[Data entries]
--

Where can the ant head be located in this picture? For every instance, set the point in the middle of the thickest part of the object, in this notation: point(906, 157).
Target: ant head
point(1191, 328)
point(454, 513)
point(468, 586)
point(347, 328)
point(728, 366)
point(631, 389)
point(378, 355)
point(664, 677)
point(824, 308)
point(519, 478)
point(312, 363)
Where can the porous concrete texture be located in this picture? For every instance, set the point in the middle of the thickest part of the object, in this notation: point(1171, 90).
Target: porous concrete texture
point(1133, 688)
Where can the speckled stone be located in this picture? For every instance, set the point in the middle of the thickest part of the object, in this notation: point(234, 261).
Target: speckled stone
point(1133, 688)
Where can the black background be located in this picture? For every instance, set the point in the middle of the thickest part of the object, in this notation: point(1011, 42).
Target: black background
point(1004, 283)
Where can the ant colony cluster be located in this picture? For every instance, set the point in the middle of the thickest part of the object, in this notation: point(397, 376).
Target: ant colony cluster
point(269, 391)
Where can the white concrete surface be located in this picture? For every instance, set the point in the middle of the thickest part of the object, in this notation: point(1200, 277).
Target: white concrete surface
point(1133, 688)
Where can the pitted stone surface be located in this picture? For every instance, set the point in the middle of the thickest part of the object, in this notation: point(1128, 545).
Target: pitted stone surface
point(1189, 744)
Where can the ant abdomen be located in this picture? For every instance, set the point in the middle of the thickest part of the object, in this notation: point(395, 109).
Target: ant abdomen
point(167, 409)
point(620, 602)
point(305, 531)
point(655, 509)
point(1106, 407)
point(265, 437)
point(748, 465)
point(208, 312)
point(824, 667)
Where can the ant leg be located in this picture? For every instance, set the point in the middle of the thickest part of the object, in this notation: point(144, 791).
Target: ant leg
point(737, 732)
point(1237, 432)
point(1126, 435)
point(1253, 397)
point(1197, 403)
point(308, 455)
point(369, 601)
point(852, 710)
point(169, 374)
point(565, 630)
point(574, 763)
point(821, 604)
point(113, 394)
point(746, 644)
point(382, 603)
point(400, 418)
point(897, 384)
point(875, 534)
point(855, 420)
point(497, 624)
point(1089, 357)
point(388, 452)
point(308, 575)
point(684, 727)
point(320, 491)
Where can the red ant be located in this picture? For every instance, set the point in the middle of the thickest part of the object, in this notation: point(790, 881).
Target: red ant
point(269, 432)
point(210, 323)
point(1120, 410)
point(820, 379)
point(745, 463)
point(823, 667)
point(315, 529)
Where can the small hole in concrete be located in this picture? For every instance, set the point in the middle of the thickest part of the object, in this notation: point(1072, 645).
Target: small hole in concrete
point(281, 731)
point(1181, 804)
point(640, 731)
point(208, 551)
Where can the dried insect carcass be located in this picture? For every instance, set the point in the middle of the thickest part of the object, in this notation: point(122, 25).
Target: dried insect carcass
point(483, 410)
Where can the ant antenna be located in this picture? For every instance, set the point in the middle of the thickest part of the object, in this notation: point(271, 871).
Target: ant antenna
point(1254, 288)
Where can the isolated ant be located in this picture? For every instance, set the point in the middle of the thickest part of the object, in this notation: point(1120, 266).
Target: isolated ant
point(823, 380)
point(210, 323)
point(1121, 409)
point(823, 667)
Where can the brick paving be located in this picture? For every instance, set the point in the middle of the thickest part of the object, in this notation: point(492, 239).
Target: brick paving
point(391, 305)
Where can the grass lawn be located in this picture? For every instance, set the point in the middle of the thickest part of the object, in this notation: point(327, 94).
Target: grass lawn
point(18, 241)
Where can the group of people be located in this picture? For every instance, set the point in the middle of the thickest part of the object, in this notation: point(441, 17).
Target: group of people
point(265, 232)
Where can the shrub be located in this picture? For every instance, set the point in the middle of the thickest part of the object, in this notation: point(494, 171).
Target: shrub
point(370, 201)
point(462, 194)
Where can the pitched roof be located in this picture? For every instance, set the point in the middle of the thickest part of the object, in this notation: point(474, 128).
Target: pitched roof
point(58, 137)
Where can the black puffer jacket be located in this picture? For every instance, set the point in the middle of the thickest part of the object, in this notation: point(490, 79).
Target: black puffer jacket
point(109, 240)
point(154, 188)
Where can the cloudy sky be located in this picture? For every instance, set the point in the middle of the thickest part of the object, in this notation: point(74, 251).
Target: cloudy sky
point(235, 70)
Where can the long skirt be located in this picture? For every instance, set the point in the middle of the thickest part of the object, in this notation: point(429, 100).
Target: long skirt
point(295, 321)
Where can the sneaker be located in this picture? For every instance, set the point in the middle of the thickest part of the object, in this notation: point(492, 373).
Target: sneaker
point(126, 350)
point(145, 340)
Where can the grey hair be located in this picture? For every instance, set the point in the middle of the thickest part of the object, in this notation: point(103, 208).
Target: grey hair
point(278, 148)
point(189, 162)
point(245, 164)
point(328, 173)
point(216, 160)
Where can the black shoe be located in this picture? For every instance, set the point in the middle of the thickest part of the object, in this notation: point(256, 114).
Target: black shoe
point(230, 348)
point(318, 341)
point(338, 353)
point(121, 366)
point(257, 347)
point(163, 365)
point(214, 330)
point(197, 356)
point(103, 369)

--

> _Instructions to follow_: In the data above, retype exactly and only the lines between the one holding "Where can the group" and the one holding "Where can the shrub", inclusive.

> _Written response_:
Where can the group of people be located in this picture? For every instance, set the point in the middle of the thickest part of the object, in this notation: point(441, 17).
Target: group of people
point(265, 232)
Where can the shrub be located in this picture? For every instance, set the point in the middle of the thickest part of the object, in this notation: point(494, 171).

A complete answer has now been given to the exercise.